* _Action item_
Your answer must be the line holding "Question. Indicate one point on each instance of the infowars" followed by every later line through the end of the entries, exactly as written.

Dataset items
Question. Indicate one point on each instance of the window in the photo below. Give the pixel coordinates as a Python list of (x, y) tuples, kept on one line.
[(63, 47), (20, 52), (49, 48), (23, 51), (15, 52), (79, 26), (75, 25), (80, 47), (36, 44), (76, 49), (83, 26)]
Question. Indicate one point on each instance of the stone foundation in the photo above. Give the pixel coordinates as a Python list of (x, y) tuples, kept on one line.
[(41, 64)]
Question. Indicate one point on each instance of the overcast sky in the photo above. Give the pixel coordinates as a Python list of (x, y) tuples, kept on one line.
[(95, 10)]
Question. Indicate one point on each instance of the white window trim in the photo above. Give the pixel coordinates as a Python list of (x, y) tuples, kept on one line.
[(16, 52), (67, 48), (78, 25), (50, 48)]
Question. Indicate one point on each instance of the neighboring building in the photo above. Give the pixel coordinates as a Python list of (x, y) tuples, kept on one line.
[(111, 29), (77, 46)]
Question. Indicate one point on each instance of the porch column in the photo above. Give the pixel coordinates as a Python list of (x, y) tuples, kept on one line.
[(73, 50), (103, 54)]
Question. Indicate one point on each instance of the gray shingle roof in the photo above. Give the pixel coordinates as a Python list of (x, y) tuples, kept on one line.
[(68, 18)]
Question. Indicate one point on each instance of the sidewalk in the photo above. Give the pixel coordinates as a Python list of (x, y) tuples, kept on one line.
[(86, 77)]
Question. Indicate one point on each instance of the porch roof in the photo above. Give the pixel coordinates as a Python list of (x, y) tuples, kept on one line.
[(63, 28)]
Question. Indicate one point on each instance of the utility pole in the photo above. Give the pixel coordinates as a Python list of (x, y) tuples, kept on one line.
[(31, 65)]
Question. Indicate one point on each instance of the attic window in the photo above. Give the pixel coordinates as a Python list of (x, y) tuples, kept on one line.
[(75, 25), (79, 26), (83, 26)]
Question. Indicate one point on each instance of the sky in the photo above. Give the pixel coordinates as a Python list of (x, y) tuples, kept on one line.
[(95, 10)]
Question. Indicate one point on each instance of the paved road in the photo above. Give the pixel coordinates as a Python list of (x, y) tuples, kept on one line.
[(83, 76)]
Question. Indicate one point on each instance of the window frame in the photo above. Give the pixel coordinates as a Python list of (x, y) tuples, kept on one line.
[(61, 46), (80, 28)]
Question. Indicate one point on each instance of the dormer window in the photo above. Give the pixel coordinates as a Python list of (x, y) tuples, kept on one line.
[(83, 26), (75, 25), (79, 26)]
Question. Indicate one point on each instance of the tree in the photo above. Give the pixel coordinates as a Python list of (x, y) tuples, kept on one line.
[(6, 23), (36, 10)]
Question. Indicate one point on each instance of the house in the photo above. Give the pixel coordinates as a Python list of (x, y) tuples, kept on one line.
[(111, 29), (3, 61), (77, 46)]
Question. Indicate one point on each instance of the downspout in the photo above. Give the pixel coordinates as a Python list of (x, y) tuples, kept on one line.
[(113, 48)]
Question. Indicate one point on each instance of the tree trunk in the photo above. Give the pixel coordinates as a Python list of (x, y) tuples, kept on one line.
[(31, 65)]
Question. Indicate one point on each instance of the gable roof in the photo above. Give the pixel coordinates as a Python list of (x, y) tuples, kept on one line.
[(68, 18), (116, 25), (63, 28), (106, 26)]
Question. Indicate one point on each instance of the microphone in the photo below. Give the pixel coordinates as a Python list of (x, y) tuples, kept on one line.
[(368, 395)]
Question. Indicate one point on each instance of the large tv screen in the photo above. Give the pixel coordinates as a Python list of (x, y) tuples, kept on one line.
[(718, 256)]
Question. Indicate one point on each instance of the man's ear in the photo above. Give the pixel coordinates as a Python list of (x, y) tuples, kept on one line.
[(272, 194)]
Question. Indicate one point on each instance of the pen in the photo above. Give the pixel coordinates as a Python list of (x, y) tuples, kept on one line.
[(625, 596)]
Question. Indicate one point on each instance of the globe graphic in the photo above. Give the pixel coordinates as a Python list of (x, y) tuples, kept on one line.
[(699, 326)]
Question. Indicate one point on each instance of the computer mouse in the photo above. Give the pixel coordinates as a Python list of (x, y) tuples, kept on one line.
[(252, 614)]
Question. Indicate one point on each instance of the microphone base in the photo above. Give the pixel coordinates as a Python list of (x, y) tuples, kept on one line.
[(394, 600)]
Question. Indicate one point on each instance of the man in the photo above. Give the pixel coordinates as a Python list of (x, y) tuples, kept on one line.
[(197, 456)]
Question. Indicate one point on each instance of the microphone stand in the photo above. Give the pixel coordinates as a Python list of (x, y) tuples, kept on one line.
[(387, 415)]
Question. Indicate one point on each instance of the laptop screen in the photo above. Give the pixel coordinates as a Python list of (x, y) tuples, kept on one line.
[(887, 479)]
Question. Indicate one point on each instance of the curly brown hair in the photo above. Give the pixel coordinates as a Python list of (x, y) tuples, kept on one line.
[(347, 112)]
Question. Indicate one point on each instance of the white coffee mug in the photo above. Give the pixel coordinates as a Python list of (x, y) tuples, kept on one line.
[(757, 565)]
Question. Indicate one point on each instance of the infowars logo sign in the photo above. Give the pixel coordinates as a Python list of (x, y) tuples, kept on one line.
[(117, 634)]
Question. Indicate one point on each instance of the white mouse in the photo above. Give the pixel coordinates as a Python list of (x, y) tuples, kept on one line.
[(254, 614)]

* _Finished exercise_
Question. Indicate one point on each instance of the infowars logo sign in the photo above. Give the pixel coordinates as a Python list of (x, y) tuples, kept on one line.
[(117, 634)]
Question. Indicate one point on each instance of the white mouse in the photo above. Give the pixel coordinates as a Python list of (x, y) tuples, kept on one line.
[(254, 614)]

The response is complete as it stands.